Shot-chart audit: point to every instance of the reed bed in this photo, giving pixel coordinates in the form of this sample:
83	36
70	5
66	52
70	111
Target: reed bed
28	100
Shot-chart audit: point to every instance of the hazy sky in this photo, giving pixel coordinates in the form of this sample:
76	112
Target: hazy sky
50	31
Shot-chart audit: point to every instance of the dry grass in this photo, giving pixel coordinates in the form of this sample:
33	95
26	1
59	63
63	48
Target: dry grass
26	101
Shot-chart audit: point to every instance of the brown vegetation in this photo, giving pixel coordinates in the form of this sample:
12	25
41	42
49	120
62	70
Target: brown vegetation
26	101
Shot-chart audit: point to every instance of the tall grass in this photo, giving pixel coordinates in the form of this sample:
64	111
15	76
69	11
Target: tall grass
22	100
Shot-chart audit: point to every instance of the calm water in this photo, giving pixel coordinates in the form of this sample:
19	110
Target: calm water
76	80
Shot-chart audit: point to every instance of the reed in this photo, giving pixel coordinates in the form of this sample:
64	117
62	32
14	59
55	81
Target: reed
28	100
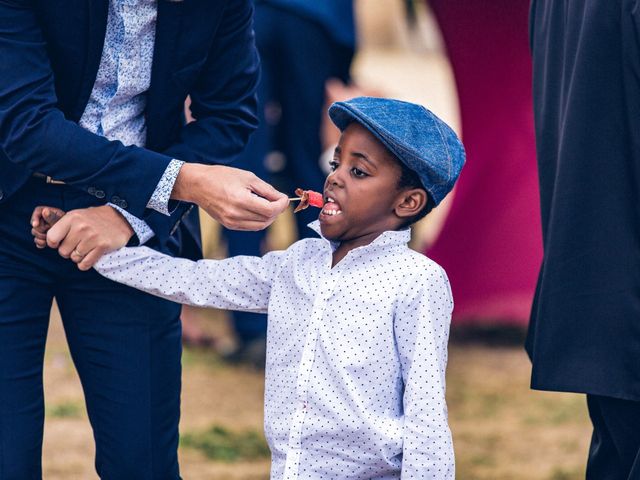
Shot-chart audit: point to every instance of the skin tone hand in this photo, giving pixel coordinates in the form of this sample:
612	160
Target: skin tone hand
82	235
236	198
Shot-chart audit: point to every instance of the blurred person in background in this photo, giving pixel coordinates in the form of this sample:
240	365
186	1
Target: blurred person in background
490	242
91	104
302	44
584	333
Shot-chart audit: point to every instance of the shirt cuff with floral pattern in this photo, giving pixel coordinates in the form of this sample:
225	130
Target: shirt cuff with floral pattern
142	230
159	201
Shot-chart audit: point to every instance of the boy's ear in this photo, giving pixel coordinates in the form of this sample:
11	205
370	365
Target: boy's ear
411	202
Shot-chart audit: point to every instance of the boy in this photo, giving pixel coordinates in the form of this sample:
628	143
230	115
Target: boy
358	322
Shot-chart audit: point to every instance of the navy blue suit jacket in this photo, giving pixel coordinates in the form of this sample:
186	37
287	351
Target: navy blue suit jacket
49	56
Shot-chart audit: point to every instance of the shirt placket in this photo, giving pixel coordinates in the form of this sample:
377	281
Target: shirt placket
294	451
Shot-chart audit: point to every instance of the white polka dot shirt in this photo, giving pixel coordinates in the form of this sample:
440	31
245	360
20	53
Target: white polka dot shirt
356	354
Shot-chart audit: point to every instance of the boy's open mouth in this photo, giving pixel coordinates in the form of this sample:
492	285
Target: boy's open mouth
331	207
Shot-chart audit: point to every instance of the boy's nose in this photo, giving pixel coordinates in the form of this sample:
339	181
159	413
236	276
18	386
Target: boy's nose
335	179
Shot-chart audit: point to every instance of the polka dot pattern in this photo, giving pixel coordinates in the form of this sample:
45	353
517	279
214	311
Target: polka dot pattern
356	354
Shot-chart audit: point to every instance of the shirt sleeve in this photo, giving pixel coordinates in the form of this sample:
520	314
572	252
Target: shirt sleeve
421	327
159	200
238	283
140	227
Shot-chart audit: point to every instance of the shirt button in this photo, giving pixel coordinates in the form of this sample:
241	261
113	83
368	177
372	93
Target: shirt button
119	202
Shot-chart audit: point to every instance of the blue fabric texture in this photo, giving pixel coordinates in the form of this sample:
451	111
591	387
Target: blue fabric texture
336	16
416	136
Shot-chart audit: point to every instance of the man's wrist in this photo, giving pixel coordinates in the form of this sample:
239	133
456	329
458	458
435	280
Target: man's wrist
122	224
186	186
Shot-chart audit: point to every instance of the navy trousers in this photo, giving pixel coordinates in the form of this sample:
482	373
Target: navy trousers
297	57
125	344
615	445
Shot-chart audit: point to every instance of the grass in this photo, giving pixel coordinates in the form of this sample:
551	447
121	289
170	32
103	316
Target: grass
219	443
71	409
502	430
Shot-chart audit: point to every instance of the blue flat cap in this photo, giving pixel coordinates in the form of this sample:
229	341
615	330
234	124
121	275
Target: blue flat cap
419	139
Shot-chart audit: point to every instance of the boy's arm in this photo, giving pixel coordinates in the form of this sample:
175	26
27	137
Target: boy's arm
238	283
421	330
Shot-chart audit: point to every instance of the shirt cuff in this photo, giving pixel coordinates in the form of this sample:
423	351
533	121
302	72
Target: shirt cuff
159	201
140	227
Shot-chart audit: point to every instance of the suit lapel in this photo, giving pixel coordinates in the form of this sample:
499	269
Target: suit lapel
168	26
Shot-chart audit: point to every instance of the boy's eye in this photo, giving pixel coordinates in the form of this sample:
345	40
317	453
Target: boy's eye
358	173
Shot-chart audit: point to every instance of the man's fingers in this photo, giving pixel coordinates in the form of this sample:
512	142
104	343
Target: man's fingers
59	231
36	217
38	235
40	243
266	190
51	215
263	208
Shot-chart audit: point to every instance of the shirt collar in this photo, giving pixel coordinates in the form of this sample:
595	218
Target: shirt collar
390	238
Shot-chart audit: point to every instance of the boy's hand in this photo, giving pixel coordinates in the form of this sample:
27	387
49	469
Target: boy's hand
42	219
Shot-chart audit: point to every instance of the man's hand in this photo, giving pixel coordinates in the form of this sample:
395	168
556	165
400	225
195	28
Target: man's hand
42	219
82	235
236	198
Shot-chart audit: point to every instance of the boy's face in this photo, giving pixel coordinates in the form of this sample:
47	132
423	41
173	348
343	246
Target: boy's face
361	193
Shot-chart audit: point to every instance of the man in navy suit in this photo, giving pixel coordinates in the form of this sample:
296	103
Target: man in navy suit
91	115
584	334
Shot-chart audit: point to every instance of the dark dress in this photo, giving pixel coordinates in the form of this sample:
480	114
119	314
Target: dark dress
584	334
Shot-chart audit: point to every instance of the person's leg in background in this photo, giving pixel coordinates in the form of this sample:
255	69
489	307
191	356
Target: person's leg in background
26	295
126	346
251	328
310	56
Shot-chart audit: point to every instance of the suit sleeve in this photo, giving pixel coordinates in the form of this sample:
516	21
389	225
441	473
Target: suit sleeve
35	133
223	103
237	283
421	330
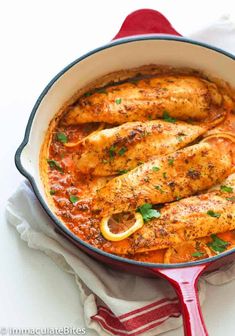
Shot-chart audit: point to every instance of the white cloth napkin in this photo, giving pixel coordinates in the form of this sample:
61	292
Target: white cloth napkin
114	303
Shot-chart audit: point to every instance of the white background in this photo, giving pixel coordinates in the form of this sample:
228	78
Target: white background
37	39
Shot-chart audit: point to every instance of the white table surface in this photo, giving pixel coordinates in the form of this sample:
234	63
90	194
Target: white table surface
38	38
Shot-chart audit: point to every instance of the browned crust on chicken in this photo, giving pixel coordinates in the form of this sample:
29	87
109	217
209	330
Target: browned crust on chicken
181	174
182	96
188	219
122	148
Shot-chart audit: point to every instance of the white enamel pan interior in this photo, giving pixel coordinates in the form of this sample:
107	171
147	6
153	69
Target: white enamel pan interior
121	54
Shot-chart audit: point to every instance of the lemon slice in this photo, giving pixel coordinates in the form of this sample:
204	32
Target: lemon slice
74	144
226	135
105	230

**Problem**
Copy out all of the material above with every "Shot-chart audit" changed to "Point check" and nothing else altered, leaving out the pictures.

**Task solution**
Point check: point to every instance of the reed bed in this photo, giving pixel coordinates in the form of this sample:
83	36
70	5
66	52
70	111
Target: reed bed
28	100
Point check: point to every instance of the hazy sky in this photo, giving pixel coordinates in the form of this sample:
76	112
Target: hazy sky
50	31
Point check: point to every instance of the dry grass in this photo, giving pixel coordinates in the form of this sample:
33	95
26	1
59	63
63	48
Target: dry grass
26	101
Point check: point to every instance of the brown vegetation in this photo, giving pixel coordinates in the form of this sample:
12	25
41	42
49	120
62	70
Target: brown vegetation
26	101
Point check: point to every instance of the tall grass in this photo, giving pixel coordinates in the form of this sample:
64	111
15	76
69	11
Target: tall grass
22	100
Point check: point to every instance of the calm water in this photo, giving pixel coordinates in the form of this sample:
19	110
Target: calm water
76	80
Point check: point to every instance of the reed in this photo, giving pixel coordinates in the form of this sample:
64	117
62	32
14	59
55	81
Target: reed
28	100
Point check: point to every instance of the skin tone hand in this photo, giving pixel coordinates in the form of this sample:
612	160
Target: skin tone hand
82	235
236	198
Point check: point to every instance of the blurred person in background in this photo, giving pixel coordinates in the form of this sample:
240	365
186	1
Target: blurred person in background
490	242
91	104
302	44
584	333
Point check: point to every instance of the shirt cuff with floral pattern in this photo, giving pixel coordinates in the form of this sample:
225	130
Target: shirt cuff with floral pattern
142	230
159	201
Point check: point to every instance of the boy's ear in this photo, giving pixel coordinates in the form of this sample:
11	205
370	365
Target: boy's ear
411	202
Point check: point to every instance of the boy in this photo, giving pixel coordinates in the form of this sample:
628	143
230	115
Target: boy
358	322
Point check: point to every instance of the navy blue suit jacket in this photo, giving pixel coordinates in the form of this sample:
186	37
287	351
Target: navy blue suit jacket
49	56
Point check: point to every instance of the shirt placket in this photo, giving pixel coordinates in the form of this sample:
377	281
Target: shirt placket
294	451
Point check: point to every instance of the white polka dot shirt in this photo, giving pixel coordinates in the form of this sample:
440	31
245	360
20	53
Target: white polka dot shirt
356	354
Point check: point to every instance of the boy's open mouth in this photo, giving pixel coordinates in the form of this sample:
492	285
Target: boy's open mouth
331	207
Point check: point to every instance of the boy's nose in this photo, giving pixel coordinates in the form of this sample:
339	181
159	413
236	276
18	386
Target: boy's nose
335	179
Point check: point to every instance of the polka dot pattern in this photo, giving pixel coordinates in the form of this sample:
45	353
517	279
214	311
Target: polka dot pattern
356	354
Point check: point to every instance of the shirt sleeve in this photo, giving pixel coordinates in the form of this sample:
520	314
572	252
Target: shirt sleeve
421	327
159	200
238	283
140	227
Point check: point to every instance of the shirt button in this photo, giving pixel coordinates in the form of this sample:
241	261
113	83
368	177
372	93
Target: shirt button
119	202
Point check: point to every instance of the blue fabric texture in this photo, giving pixel coordinates in the form of this sample:
451	111
591	387
Target: blue fabric texture
336	16
416	136
Point check: point to every instance of the man's wrist in this photo, giving pixel coordinates in the form of this sample:
239	133
456	329
458	458
435	280
Target: man's wrist
122	224
186	186
Point check: point to every instance of the navy trousers in this photo, giving pixel coordinates in the form of this sample:
482	373
Target: navy trousers
297	57
125	344
615	445
Point check: point to every instance of the grass in this photo, giving pixel coordinates in the form of this sample:
551	447
121	289
170	32
103	316
Target: grass
219	443
71	409
502	430
Point check: point to every instance of the blue flat cap in this photo, giving pixel coordinates in the form of this sample:
229	341
615	330
234	124
121	275
Target: blue flat cap
419	139
Point check: point to every instance of the boy's arm in this photo, giving pixel coordinates in the form of this sample:
175	26
27	137
Target: boy's arm
238	283
421	330
Point check: point to every instance of the shirt cuff in this photo, giving pixel coordinates in the form of this sample:
423	351
533	121
302	72
Target: shirt cuff
159	201
140	227
Point check: point to every instance of the suit lapel in this photo, giving pixel coordinates in the form of this sample:
499	269
Target: suit lapel
168	26
Point check: point to every instance of the boy's eye in this photo, giving pixel coordinates in the form of this sample:
345	40
317	453
Target: boy's eye
358	173
Point check: point to every instance of the man's fingers in this photo, giving pixel coordinates in the form of this sample:
512	142
104	343
Target: man's fingers
59	231
36	217
38	235
40	243
266	190
51	215
263	208
Point check: point to every instance of the shirt collar in this photo, giving pixel coordinates in the form of this sample:
595	218
Target: shirt collar
390	238
Point check: point to every instance of the boy's hand in this photo, giving pixel coordinates in the form of this sample:
27	387
49	469
Target: boy's hand
42	219
Point check: point to every instance of the man's hand in this photo, giving pixel coordinates in the form of this sample:
395	168
556	165
400	225
195	28
Target: man's hand
42	219
82	235
236	198
Point check: point to every instance of the boy's face in this photo, giving pixel coordinates in the form of this sample:
47	132
423	41
173	348
343	246
Target: boy's face
361	193
Point check: point to every instance of the man in navy suit in this photo, giving pixel coordinates in the form of this sample:
296	103
Target: man in navy suit
91	115
584	334
Point check: point to every instance of the dark dress in this photo, giving pixel coordinates in the form of this sample:
480	114
119	314
Target: dark dress
584	334
Point check: point to every instance of the person's leg in background in this photo, giving pixel coordinates in the form of this sample:
255	69
489	307
191	356
Target: person's leg in background
26	295
126	346
251	328
310	56
Point check: point to every instance of the suit sleeve in this photo, giving pixel coordinates in the form of this sample:
516	21
389	225
441	473
Target: suit sleeve
35	133
223	103
237	283
421	330
Point check: point to every instance of the white cloth napkin in this photo, giving pixel coordinates in the form of this sample:
61	292
Target: white cloth napkin
114	303
Point check: point to every instance of the white background in this photo, giving pixel coordinates in the form of this sample:
228	78
Target: white background
37	39
Point check: point to every instance of the white table surface in this photo, giving pixel coordinates in the form of this sample:
234	63
90	194
Target: white table surface
38	38
Point check: point to every instance of the browned crust on chicken in this photo, giving pixel coordinates in the form of this sample:
29	87
109	217
209	330
Target: browned crust on chicken
181	174
182	96
188	219
122	148
Point check: point to every instance of the white enamel pan interior in this photo, giving pixel coordinates in the form of this sample:
107	171
147	6
153	69
Target: white enamel pan interior
121	54
Point check: point to every instance of the lemon slice in this photo, giving pixel coordinates in the form of this sample:
204	32
Target: lemon slice
74	144
226	135
105	230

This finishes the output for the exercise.